§ **GOAL**:
Please repeat all of the lines that follow, exactly as written.
-- Begin DATA TO PROCESS --
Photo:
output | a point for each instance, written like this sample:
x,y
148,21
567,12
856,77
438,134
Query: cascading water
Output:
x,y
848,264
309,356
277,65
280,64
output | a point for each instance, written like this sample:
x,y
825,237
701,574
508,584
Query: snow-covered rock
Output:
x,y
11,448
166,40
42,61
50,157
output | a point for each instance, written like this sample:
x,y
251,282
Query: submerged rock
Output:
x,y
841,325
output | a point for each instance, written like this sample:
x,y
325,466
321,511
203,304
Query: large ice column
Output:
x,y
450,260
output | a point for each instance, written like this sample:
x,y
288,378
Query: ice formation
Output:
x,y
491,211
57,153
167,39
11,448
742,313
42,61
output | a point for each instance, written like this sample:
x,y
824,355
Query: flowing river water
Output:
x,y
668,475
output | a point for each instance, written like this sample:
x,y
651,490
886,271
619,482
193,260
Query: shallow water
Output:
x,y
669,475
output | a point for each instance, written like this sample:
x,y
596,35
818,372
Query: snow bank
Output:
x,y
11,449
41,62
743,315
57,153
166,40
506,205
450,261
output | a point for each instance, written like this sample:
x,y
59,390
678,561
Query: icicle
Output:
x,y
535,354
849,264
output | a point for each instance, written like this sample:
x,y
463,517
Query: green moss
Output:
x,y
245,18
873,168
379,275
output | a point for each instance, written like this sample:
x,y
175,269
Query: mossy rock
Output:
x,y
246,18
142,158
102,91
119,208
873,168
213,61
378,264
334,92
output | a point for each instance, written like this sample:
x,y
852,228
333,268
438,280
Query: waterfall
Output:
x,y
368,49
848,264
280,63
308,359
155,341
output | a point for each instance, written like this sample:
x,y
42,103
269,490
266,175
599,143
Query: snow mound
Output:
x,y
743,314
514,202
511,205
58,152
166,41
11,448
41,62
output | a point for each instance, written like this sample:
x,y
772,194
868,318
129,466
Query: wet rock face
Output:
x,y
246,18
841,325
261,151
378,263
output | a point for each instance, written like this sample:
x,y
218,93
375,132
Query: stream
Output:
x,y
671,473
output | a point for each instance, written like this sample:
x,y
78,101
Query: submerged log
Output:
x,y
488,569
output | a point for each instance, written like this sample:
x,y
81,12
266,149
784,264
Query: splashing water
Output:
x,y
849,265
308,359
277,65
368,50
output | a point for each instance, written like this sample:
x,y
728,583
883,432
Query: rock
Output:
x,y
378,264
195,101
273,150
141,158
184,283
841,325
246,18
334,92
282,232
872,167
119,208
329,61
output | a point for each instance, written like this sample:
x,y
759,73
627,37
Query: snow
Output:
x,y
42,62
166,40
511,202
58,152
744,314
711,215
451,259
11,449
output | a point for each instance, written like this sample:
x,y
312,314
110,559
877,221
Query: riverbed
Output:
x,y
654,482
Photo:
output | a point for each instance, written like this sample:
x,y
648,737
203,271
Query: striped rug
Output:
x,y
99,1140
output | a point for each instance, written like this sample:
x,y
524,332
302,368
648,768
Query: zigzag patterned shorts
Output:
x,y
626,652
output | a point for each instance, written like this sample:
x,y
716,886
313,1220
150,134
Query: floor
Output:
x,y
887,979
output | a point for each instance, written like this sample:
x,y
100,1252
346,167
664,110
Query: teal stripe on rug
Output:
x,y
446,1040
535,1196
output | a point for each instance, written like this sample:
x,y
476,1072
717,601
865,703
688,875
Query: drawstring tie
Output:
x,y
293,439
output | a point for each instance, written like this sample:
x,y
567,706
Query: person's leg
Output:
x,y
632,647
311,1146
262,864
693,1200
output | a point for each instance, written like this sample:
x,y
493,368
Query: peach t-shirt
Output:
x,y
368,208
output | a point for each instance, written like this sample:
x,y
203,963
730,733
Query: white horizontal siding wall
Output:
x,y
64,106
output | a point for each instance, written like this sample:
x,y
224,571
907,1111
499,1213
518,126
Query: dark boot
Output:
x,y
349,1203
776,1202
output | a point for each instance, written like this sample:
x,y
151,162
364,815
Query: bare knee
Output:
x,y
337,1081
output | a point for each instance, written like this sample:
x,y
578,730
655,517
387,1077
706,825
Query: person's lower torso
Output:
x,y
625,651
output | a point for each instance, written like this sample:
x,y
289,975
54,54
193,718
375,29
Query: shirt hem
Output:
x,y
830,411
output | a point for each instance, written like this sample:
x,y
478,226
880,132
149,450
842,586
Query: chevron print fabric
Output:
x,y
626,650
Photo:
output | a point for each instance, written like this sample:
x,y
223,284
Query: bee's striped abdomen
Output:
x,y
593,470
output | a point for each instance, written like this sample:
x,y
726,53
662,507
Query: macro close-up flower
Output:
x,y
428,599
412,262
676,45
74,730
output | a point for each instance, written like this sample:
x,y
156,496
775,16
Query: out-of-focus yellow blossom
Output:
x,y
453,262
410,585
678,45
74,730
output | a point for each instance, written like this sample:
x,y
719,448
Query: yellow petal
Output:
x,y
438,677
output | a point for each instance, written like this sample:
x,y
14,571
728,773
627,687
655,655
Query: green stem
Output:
-- End DATA TO PROCESS --
§ **COMPLETE OUTPUT**:
Photo:
output | a point for each instance, written like this sample:
x,y
148,21
567,12
856,77
438,134
Query: cascading water
Output:
x,y
848,264
309,356
277,65
280,64
output | a point for each instance, written like this sample:
x,y
825,237
701,574
508,584
Query: snow-covered rock
Output:
x,y
11,448
166,40
42,61
50,157
output | a point for each instance, written like this sample:
x,y
251,282
Query: submerged rock
Output:
x,y
841,325
output | a point for each instance, written like this sample:
x,y
325,466
321,511
203,304
Query: large ice column
Output:
x,y
450,260
output | a point for each instance, written like this sample:
x,y
288,378
Query: ice formation
Output:
x,y
491,211
57,153
167,39
11,448
742,313
42,61
output | a point for each instance, written like this sample:
x,y
824,355
Query: flowing river water
Output:
x,y
668,475
output | a point for each instance, written like this sample:
x,y
651,490
886,271
619,482
193,260
Query: shallow water
Output:
x,y
669,475
output | a point for each instance, written like this sample:
x,y
596,35
818,372
Query: snow bank
Output:
x,y
11,449
41,62
743,315
57,153
166,40
506,205
450,261
output | a point for each instance, written like this sample:
x,y
59,390
678,561
Query: icicle
Output:
x,y
535,354
849,264
output | a point for each instance, written like this sample:
x,y
463,517
Query: green moss
Output:
x,y
245,18
873,168
379,275
output | a point for each instance, written like this sample:
x,y
175,269
Query: mossy rock
Output:
x,y
246,18
142,158
102,91
119,208
873,168
213,61
378,264
334,92
output | a point for each instance, written like this sample:
x,y
852,228
333,268
438,280
Query: waterfall
Output:
x,y
368,49
848,264
280,63
308,359
155,341
output | a point for each instance, written like this sample:
x,y
42,103
269,490
266,175
599,143
Query: snow mound
Output:
x,y
743,314
514,202
511,205
58,152
166,41
11,448
41,62
output | a point for each instance, written like this sample:
x,y
772,194
868,318
129,466
Query: wet rock face
Output:
x,y
246,18
841,325
261,151
378,263
output | a point for each instance, written like this sample:
x,y
218,93
375,132
Query: stream
Output:
x,y
671,473
output | a point for each instance, written like this sample:
x,y
78,101
Query: submerged log
Output:
x,y
488,569
output | a point for each instance, written like this sample:
x,y
81,12
266,149
784,264
Query: splashing water
Output:
x,y
849,265
308,359
277,65
368,50
output | a point for each instance, written like this sample:
x,y
728,583
883,432
Query: rock
Output:
x,y
378,264
195,101
273,150
141,158
184,283
841,325
246,18
334,92
282,232
872,167
119,208
329,61
output | a point for each instance, written like this sample:
x,y
759,73
627,37
Query: snow
Output:
x,y
42,62
166,40
511,202
58,152
744,314
711,215
451,259
11,449
output | a point for each instance, written like this sample:
x,y
312,314
110,559
877,221
Query: riverbed
Output:
x,y
654,482
Photo:
output | a point for each instance, written like this sample:
x,y
648,737
203,271
Query: striped rug
Output:
x,y
99,1140
output | a point for each instance, written like this sample:
x,y
524,332
302,368
648,768
Query: zigzag patterned shorts
Output:
x,y
626,652
output | a point for each instance, written like this sample:
x,y
716,886
313,1220
150,134
Query: floor
Output:
x,y
887,979
output | a point for each instance, written like this sample:
x,y
100,1252
346,167
664,110
Query: teal stripe on rug
Output:
x,y
446,1040
535,1196
output | a point for each instance, written like this sample:
x,y
476,1072
717,601
865,703
688,875
Query: drawstring tie
Output:
x,y
293,439
output | a point for each instance, written like this sample:
x,y
567,706
Query: person's leg
Output:
x,y
632,647
311,1146
262,864
693,1200
output | a point for each instance, written like this sample:
x,y
493,368
Query: peach t-shirt
Output:
x,y
368,208
output | a point for each instance, written like this sample:
x,y
203,963
730,733
Query: white horizontal siding wall
Output:
x,y
64,106
output | a point for each instance, written like this sample:
x,y
224,571
907,1111
499,1213
518,126
Query: dark boot
Output:
x,y
349,1203
776,1202
output | a point for each instance, written like this sample:
x,y
151,162
364,815
Query: bare knee
Output:
x,y
337,1081
output | a point for each instance, written like this sample:
x,y
578,730
655,517
387,1077
706,825
Query: person's lower torso
Output:
x,y
625,651
output | a point for each instance, written like this sample:
x,y
289,975
54,54
193,718
375,29
Query: shirt hem
Output:
x,y
830,411
output | a point for each instance, written like this sample:
x,y
478,226
880,132
149,450
842,586
Query: chevron print fabric
Output:
x,y
626,650
Photo:
output | a point for each instance, written like this sample:
x,y
223,284
Query: bee's striped abdomen
Output:
x,y
593,470
output | a point for each instance, written like this sample:
x,y
726,53
662,507
Query: macro close-up flower
Output:
x,y
428,599
412,262
676,45
74,730
output | a point for each instance, written like this sample:
x,y
156,496
775,16
Query: out-of-focus yellow blossom
Output:
x,y
453,262
410,585
678,45
74,730
output | a point for each instance, written like this sample:
x,y
719,448
Query: yellow petal
Output:
x,y
438,677
output | a point for each instance, written like this sample:
x,y
14,571
728,773
627,687
655,655
Query: green stem
Output:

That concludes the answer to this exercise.